Source document:
-.-.-
With her friend Mia Fonssagrives, the daughter of Lisa Fonssagrives and stepdaughter of photographer Irving Penn, she set out to become a designer. But when the two got to Paris, they decided not to work in a couture house. "We were picked up by a producer in a nightclub and became costume designers on films in Europe."
Opens Fashion House
Meanwhile, Tiel married American Ron Berkeley, who was makeup man for Richard Burton and Elizabeth Taylor. In 1971, Tiel says Taylor put up $40,000 to back a boutique called Mia and Vicky. But Mia "left to marry a millionaire," Tiel says, and Tiel went on to open her own fashion house. Her customer list today runs the gamut of Hollywood stars, including Taylor and "best friends" Shirlee Fonda, Suzanne Pleshette and Hawn.
-.-.-
Tasks to carry out:
- a) In the passage on Tiel's career, what was the name of the boutique that Taylor backed in 1971?
- b) Replace "Paris" with "Rome" in the passage on Tiel's career, starting at "With her friend" and ending at "Pleshette and Hawn.", and write out that portion.
The listing that follows comes from a separate source.
-.-.-
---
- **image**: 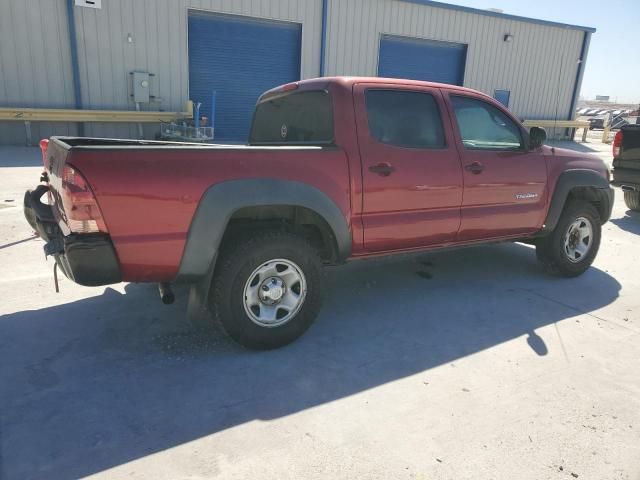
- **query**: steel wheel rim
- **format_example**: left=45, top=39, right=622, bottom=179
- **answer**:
left=242, top=258, right=307, bottom=328
left=564, top=217, right=593, bottom=263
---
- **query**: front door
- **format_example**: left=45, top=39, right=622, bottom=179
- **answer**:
left=448, top=91, right=547, bottom=241
left=354, top=84, right=462, bottom=252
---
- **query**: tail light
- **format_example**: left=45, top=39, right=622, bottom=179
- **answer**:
left=613, top=130, right=622, bottom=158
left=60, top=165, right=107, bottom=233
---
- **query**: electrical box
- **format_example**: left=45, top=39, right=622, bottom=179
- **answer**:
left=133, top=72, right=151, bottom=103
left=76, top=0, right=102, bottom=8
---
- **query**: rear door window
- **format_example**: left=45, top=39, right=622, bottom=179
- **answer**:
left=450, top=95, right=523, bottom=150
left=249, top=90, right=333, bottom=145
left=365, top=89, right=445, bottom=149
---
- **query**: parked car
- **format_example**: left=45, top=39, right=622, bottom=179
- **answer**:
left=25, top=77, right=613, bottom=349
left=611, top=125, right=640, bottom=212
left=589, top=115, right=627, bottom=130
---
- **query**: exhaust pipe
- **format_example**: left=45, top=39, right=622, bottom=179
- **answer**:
left=158, top=282, right=176, bottom=305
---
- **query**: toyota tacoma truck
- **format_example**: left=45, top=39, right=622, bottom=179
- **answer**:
left=611, top=124, right=640, bottom=212
left=25, top=77, right=613, bottom=349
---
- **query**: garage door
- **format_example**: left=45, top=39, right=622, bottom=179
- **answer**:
left=378, top=35, right=467, bottom=85
left=189, top=11, right=302, bottom=142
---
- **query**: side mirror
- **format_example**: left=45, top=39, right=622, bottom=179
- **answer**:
left=529, top=127, right=547, bottom=150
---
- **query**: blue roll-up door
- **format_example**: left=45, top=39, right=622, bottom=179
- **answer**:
left=378, top=35, right=467, bottom=85
left=189, top=11, right=302, bottom=142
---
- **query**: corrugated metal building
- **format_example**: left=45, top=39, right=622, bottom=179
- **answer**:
left=0, top=0, right=595, bottom=144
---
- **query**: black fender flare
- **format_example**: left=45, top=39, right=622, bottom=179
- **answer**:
left=541, top=169, right=613, bottom=235
left=177, top=178, right=352, bottom=282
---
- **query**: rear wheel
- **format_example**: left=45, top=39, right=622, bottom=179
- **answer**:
left=536, top=200, right=601, bottom=277
left=624, top=190, right=640, bottom=212
left=209, top=232, right=321, bottom=350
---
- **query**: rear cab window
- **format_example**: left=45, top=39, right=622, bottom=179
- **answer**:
left=249, top=90, right=334, bottom=145
left=365, top=89, right=446, bottom=149
left=449, top=95, right=524, bottom=151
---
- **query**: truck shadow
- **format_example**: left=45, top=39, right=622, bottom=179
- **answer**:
left=0, top=244, right=620, bottom=479
left=611, top=210, right=640, bottom=235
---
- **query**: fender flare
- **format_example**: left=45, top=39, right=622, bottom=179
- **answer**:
left=541, top=169, right=613, bottom=234
left=177, top=178, right=352, bottom=282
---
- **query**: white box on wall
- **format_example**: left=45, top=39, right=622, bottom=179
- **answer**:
left=76, top=0, right=102, bottom=8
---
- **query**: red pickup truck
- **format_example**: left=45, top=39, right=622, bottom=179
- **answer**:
left=25, top=78, right=613, bottom=348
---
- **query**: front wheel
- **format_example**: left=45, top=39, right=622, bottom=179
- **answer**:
left=624, top=190, right=640, bottom=212
left=209, top=232, right=322, bottom=350
left=536, top=201, right=601, bottom=277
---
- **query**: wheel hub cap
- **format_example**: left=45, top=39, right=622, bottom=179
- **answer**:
left=260, top=277, right=286, bottom=305
left=243, top=258, right=307, bottom=327
left=564, top=217, right=593, bottom=263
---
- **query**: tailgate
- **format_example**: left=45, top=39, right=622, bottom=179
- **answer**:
left=613, top=125, right=640, bottom=169
left=42, top=138, right=71, bottom=235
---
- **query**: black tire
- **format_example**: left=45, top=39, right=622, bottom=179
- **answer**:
left=209, top=232, right=322, bottom=350
left=536, top=200, right=601, bottom=277
left=624, top=190, right=640, bottom=212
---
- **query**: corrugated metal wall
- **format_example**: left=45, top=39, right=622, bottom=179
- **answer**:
left=0, top=0, right=76, bottom=144
left=76, top=0, right=322, bottom=137
left=325, top=0, right=584, bottom=118
left=0, top=0, right=322, bottom=144
left=0, top=0, right=584, bottom=144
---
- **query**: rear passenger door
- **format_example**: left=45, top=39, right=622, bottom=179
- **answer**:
left=354, top=83, right=462, bottom=252
left=449, top=91, right=547, bottom=241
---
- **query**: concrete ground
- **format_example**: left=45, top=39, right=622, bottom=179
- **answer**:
left=0, top=144, right=640, bottom=480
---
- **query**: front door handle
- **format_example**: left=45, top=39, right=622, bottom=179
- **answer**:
left=464, top=162, right=484, bottom=175
left=369, top=162, right=396, bottom=177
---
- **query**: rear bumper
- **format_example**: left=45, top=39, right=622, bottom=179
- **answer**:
left=24, top=185, right=122, bottom=286
left=611, top=168, right=640, bottom=190
left=601, top=187, right=616, bottom=225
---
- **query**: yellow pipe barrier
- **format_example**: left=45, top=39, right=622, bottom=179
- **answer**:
left=0, top=100, right=193, bottom=123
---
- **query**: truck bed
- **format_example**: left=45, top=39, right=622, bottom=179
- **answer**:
left=45, top=137, right=351, bottom=282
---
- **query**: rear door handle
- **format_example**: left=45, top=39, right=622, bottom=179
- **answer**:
left=464, top=162, right=484, bottom=175
left=369, top=162, right=396, bottom=177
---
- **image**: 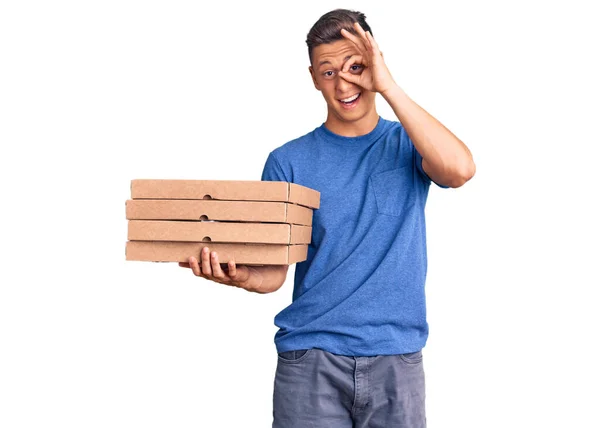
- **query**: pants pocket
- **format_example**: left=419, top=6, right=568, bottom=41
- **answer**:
left=400, top=351, right=423, bottom=364
left=277, top=348, right=312, bottom=364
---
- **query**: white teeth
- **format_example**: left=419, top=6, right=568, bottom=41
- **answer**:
left=341, top=92, right=360, bottom=103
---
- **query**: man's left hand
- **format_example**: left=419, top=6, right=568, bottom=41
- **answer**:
left=339, top=22, right=396, bottom=94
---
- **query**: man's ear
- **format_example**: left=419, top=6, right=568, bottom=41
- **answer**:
left=308, top=65, right=321, bottom=91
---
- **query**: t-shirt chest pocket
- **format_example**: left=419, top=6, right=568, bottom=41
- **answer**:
left=369, top=165, right=416, bottom=217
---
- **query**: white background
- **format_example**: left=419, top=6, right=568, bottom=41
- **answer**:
left=0, top=0, right=600, bottom=428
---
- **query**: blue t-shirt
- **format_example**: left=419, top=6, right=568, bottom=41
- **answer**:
left=262, top=117, right=445, bottom=356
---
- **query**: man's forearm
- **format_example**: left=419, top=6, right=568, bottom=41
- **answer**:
left=381, top=85, right=475, bottom=187
left=241, top=265, right=287, bottom=294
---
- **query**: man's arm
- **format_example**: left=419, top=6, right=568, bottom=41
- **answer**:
left=340, top=22, right=475, bottom=187
left=179, top=247, right=289, bottom=294
left=381, top=85, right=475, bottom=187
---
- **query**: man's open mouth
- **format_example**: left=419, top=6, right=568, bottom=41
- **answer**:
left=338, top=92, right=361, bottom=107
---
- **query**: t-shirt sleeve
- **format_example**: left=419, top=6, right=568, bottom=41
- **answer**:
left=418, top=151, right=450, bottom=189
left=261, top=152, right=290, bottom=182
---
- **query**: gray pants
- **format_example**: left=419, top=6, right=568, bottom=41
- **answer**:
left=273, top=348, right=426, bottom=428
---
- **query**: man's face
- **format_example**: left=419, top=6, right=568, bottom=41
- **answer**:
left=309, top=40, right=375, bottom=122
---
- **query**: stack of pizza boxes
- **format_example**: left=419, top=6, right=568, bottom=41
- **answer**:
left=125, top=180, right=320, bottom=265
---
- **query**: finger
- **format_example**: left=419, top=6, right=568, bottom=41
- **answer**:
left=201, top=247, right=212, bottom=276
left=210, top=251, right=225, bottom=279
left=227, top=259, right=237, bottom=280
left=342, top=55, right=364, bottom=72
left=341, top=28, right=367, bottom=53
left=339, top=67, right=361, bottom=86
left=367, top=31, right=383, bottom=56
left=354, top=22, right=371, bottom=49
left=189, top=257, right=202, bottom=276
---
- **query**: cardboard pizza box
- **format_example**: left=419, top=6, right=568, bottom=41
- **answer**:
left=125, top=199, right=313, bottom=226
left=125, top=241, right=308, bottom=265
left=131, top=180, right=320, bottom=209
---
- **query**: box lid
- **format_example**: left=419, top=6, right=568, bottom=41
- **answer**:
left=131, top=179, right=320, bottom=209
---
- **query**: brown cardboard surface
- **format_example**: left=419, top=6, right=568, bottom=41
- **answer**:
left=131, top=180, right=320, bottom=209
left=127, top=220, right=312, bottom=245
left=125, top=199, right=313, bottom=226
left=125, top=241, right=308, bottom=265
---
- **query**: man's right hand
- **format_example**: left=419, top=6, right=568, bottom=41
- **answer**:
left=179, top=247, right=263, bottom=292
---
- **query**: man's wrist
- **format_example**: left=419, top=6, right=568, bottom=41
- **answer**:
left=380, top=83, right=408, bottom=103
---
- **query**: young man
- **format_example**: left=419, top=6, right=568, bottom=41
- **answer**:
left=183, top=9, right=475, bottom=428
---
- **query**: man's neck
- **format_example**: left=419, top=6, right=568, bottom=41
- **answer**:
left=325, top=110, right=379, bottom=137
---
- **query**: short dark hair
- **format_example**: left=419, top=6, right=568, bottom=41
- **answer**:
-.-.-
Answers to the exercises:
- a) Mia and Vicky.

- b)
With her friend Mia Fonssagrives, the daughter of Lisa Fonssagrives and stepdaughter of photographer Irving Penn, she set out to become a designer. But when the two got to Rome, they decided not to work in a couture house. "We were picked up by a producer in a nightclub and became costume designers on films in Europe."
Opens Fashion House
Meanwhile, Tiel married American Ron Berkeley, who was makeup man for Richard Burton and Elizabeth Taylor. In 1971, Tiel says Taylor put up $40,000 to back a boutique called Mia and Vicky. But Mia "left to marry a millionaire," Tiel says, and Tiel went on to open her own fashion house. Her customer list today runs the gamut of Hollywood stars, including Taylor and "best friends" Shirlee Fonda, Suzanne Pleshette and Hawn.